[Stored records]
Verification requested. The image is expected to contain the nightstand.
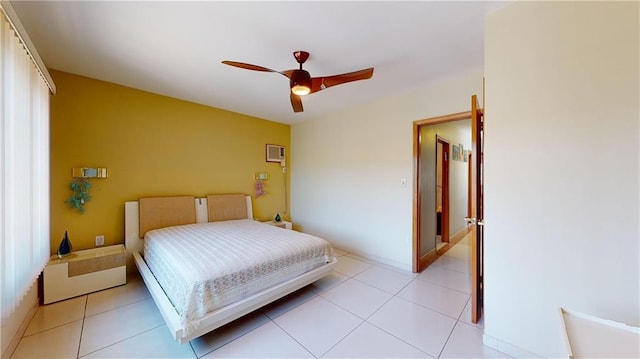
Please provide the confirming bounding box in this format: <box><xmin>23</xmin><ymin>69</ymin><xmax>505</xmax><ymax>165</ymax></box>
<box><xmin>264</xmin><ymin>220</ymin><xmax>293</xmax><ymax>230</ymax></box>
<box><xmin>43</xmin><ymin>244</ymin><xmax>126</xmax><ymax>304</ymax></box>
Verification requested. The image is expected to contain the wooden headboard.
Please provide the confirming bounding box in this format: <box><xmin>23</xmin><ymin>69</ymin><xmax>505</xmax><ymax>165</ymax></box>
<box><xmin>124</xmin><ymin>194</ymin><xmax>253</xmax><ymax>273</ymax></box>
<box><xmin>207</xmin><ymin>194</ymin><xmax>249</xmax><ymax>222</ymax></box>
<box><xmin>139</xmin><ymin>196</ymin><xmax>196</xmax><ymax>237</ymax></box>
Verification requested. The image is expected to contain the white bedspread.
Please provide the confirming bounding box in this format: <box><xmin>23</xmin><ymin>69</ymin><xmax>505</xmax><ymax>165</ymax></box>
<box><xmin>143</xmin><ymin>219</ymin><xmax>334</xmax><ymax>334</ymax></box>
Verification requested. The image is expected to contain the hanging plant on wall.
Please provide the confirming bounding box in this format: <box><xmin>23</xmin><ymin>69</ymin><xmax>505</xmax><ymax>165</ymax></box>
<box><xmin>65</xmin><ymin>177</ymin><xmax>91</xmax><ymax>214</ymax></box>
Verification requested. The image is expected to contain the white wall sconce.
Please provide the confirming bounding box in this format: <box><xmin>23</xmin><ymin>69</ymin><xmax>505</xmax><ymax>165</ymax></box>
<box><xmin>72</xmin><ymin>167</ymin><xmax>108</xmax><ymax>178</ymax></box>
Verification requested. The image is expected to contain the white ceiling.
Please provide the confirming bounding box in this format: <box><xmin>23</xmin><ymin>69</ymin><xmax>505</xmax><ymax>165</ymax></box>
<box><xmin>11</xmin><ymin>1</ymin><xmax>506</xmax><ymax>124</ymax></box>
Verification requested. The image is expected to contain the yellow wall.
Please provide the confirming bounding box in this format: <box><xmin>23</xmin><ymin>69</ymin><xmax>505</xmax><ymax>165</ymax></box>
<box><xmin>50</xmin><ymin>70</ymin><xmax>290</xmax><ymax>253</ymax></box>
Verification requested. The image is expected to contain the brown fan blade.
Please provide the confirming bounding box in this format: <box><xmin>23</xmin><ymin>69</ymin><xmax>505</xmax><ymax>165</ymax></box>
<box><xmin>222</xmin><ymin>61</ymin><xmax>277</xmax><ymax>72</ymax></box>
<box><xmin>290</xmin><ymin>92</ymin><xmax>303</xmax><ymax>113</ymax></box>
<box><xmin>310</xmin><ymin>67</ymin><xmax>374</xmax><ymax>93</ymax></box>
<box><xmin>222</xmin><ymin>61</ymin><xmax>294</xmax><ymax>79</ymax></box>
<box><xmin>280</xmin><ymin>69</ymin><xmax>294</xmax><ymax>79</ymax></box>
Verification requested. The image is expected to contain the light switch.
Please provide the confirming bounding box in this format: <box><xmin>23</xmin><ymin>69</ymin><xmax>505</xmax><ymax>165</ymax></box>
<box><xmin>400</xmin><ymin>178</ymin><xmax>407</xmax><ymax>187</ymax></box>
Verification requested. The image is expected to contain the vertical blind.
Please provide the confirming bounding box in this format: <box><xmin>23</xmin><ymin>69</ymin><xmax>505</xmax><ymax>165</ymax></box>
<box><xmin>0</xmin><ymin>7</ymin><xmax>51</xmax><ymax>321</ymax></box>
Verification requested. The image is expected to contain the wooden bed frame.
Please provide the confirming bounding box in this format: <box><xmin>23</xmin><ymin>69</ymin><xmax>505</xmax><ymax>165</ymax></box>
<box><xmin>124</xmin><ymin>195</ymin><xmax>337</xmax><ymax>343</ymax></box>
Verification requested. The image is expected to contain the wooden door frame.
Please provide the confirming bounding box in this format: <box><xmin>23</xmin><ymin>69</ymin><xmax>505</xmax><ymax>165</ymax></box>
<box><xmin>413</xmin><ymin>110</ymin><xmax>472</xmax><ymax>272</ymax></box>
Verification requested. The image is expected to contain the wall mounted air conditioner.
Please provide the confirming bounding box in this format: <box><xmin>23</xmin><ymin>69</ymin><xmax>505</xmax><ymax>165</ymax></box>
<box><xmin>266</xmin><ymin>144</ymin><xmax>285</xmax><ymax>163</ymax></box>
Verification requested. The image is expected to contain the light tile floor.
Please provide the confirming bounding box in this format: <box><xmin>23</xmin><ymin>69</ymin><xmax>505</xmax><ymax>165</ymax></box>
<box><xmin>12</xmin><ymin>233</ymin><xmax>511</xmax><ymax>358</ymax></box>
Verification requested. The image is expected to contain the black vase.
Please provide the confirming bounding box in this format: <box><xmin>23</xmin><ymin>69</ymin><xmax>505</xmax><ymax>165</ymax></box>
<box><xmin>57</xmin><ymin>231</ymin><xmax>72</xmax><ymax>258</ymax></box>
<box><xmin>275</xmin><ymin>213</ymin><xmax>281</xmax><ymax>222</ymax></box>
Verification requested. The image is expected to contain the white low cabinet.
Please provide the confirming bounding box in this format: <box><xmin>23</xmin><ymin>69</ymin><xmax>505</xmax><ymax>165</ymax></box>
<box><xmin>263</xmin><ymin>220</ymin><xmax>293</xmax><ymax>230</ymax></box>
<box><xmin>44</xmin><ymin>244</ymin><xmax>126</xmax><ymax>304</ymax></box>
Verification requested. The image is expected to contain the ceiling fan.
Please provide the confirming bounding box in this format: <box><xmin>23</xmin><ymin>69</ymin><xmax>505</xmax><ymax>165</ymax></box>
<box><xmin>222</xmin><ymin>51</ymin><xmax>374</xmax><ymax>113</ymax></box>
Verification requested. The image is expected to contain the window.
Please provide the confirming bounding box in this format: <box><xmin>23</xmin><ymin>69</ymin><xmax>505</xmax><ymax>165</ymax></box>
<box><xmin>1</xmin><ymin>3</ymin><xmax>54</xmax><ymax>321</ymax></box>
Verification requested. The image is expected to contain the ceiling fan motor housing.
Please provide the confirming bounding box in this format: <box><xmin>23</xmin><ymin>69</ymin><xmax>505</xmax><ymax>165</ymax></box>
<box><xmin>290</xmin><ymin>69</ymin><xmax>311</xmax><ymax>96</ymax></box>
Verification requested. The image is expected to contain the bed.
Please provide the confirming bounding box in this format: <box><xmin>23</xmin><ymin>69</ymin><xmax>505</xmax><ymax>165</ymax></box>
<box><xmin>124</xmin><ymin>194</ymin><xmax>337</xmax><ymax>343</ymax></box>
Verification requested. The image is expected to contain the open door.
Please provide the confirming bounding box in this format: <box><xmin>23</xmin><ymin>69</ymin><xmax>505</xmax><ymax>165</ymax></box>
<box><xmin>468</xmin><ymin>94</ymin><xmax>484</xmax><ymax>323</ymax></box>
<box><xmin>412</xmin><ymin>96</ymin><xmax>483</xmax><ymax>319</ymax></box>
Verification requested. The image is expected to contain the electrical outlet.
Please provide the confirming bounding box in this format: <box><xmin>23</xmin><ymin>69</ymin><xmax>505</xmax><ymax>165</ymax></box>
<box><xmin>95</xmin><ymin>235</ymin><xmax>104</xmax><ymax>247</ymax></box>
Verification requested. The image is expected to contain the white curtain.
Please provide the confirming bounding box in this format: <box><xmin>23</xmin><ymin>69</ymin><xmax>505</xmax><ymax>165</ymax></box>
<box><xmin>0</xmin><ymin>8</ymin><xmax>51</xmax><ymax>321</ymax></box>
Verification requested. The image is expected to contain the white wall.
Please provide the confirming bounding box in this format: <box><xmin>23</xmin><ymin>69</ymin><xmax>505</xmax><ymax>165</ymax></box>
<box><xmin>291</xmin><ymin>70</ymin><xmax>482</xmax><ymax>271</ymax></box>
<box><xmin>484</xmin><ymin>2</ymin><xmax>639</xmax><ymax>357</ymax></box>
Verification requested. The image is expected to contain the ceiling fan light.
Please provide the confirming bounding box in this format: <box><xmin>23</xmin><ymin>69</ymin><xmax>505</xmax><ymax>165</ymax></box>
<box><xmin>290</xmin><ymin>70</ymin><xmax>311</xmax><ymax>96</ymax></box>
<box><xmin>291</xmin><ymin>85</ymin><xmax>311</xmax><ymax>96</ymax></box>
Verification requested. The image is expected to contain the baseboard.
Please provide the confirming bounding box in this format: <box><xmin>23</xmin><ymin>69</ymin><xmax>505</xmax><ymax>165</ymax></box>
<box><xmin>333</xmin><ymin>246</ymin><xmax>413</xmax><ymax>273</ymax></box>
<box><xmin>419</xmin><ymin>249</ymin><xmax>439</xmax><ymax>270</ymax></box>
<box><xmin>2</xmin><ymin>294</ymin><xmax>39</xmax><ymax>359</ymax></box>
<box><xmin>450</xmin><ymin>225</ymin><xmax>470</xmax><ymax>244</ymax></box>
<box><xmin>483</xmin><ymin>333</ymin><xmax>542</xmax><ymax>358</ymax></box>
<box><xmin>321</xmin><ymin>227</ymin><xmax>466</xmax><ymax>273</ymax></box>
<box><xmin>436</xmin><ymin>226</ymin><xmax>470</xmax><ymax>255</ymax></box>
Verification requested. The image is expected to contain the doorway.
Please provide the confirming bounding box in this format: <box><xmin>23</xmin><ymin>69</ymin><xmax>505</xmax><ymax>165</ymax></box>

→ Task statement
Every line above that holds "wall" should be copied out.

→ Output below
Verification requested. The image is expected to contain the hanging plant on wall.
Verification requested. The image is expected to contain the white wall sconce.
Verification requested. The image is expected to contain the yellow wall.
Verification requested. The image is expected to contain the wall mounted air conditioner.
Verification requested. The image is expected to contain the white wall.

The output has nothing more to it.